Tasks to carry out —
1. In the forum thread on CNC software, what is the name of Vectric's product that competes with I-Picture?
2. Continue the forum thread on CNC software from its last sentence.

Document passage —

────

Art Cam Express is good. I'm going to get crucified for this but Bobcad has a decent turning/milling software for the price. Just prepare for a few bugs.


----------



## eTodd

I recently purchased the CNC Piranha from Woodcraft. Rockler's exclusive with Nextwave is ended, and you can buy the machine, even the FX model with laser and 3d printer heads from either franchise. Woodcraft is closer to me.

With respect to software, the Piranha comes with Vectric's VCarve Desktop. VCarve is in my opinion the best CAD/CAM combo package around for the beginner. I say CAD/CAM because you can do your complete design, generate and preview your tool-paths all within the same package. As mentioned above, Vectric provides lots of video tutorials to speed your learning curve. Once you've done your design and are satisfied with the tool-path preview, I've not experienced any difficulties with the actual cutting on the machine. Cut2D mentioned above has lesser capability, as it cannot import 3D carving designs and generate tool paths for such.

I've not any experience with I-Picture, but it is totally different in capability to VCarve. Vectric's competing product is called PhotoVCarve. Either package takes the gray-scale of a photo and converts it into Z height motion as the XY moves in a raster operation (raster like the scan lines on the old TV sets). The affect on translucent material is rather stunning, as you look through the material, thicker regions are darker, thinner regions are lighter, and the affect is like looking at a black and white photograph. If you are looking to design and cut signs, or cut irregular shapes and gears like me, I-Picture won't do that, and you'll either resort to VCarve or the other CAD and CAM packages mentioned above. Similarly, if you are wanting to do what I-Picture or PhotoVCarve does, VCarve Desktop won't do that work.

────

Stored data
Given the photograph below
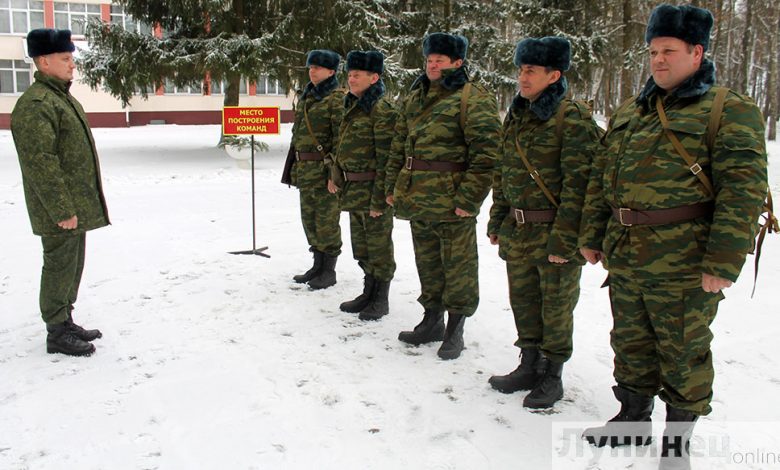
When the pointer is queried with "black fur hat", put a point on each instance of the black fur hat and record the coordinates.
(324, 58)
(44, 41)
(550, 51)
(370, 61)
(453, 46)
(686, 22)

────

Set of answers —
1. PhotoVCarve.

2.
The Piranha's a great little machine to start with. It is well put together, and so far, it has been reliable in short bursts of use. I've had difficulties when leaving the machine powered over night, but a simple power off then back on clears any issues. I've also had a little difficulty with the touch-screen interface when I let it get real dusty. Simply cleaning the display resolves any issues. My only real complaint is the noise from using a router, spindles are much quieter, a possible advantage for the General CNC.

As far as using a CNC my advice is:
1) pay attention to your datum
2) use a spoiler board, especially if you are doing through cuts
3) make sure your piece is well secured to the table
4) start with way slow feeds until you get more comfortable
5) get the touch plate for zeroing your Z axis.

My hats off to Cweatherl and his purchase of the Laguna IQ CNC. It is an awesome machine that I have yet to justify the cost. It or the Axiom Precision (in the 2'x4' configuration) will be my next store-bought machine.


----------



## JAAune

Vetric VCarve Pro is very easy to learn and quick to use. Never used or even heard about the I-Picture software.

You can download free trials of the Vetric software. The trials are full-featured with the exception of saving G-Code output to the machine. Everything can be tested beforehand except for actually running a CNC.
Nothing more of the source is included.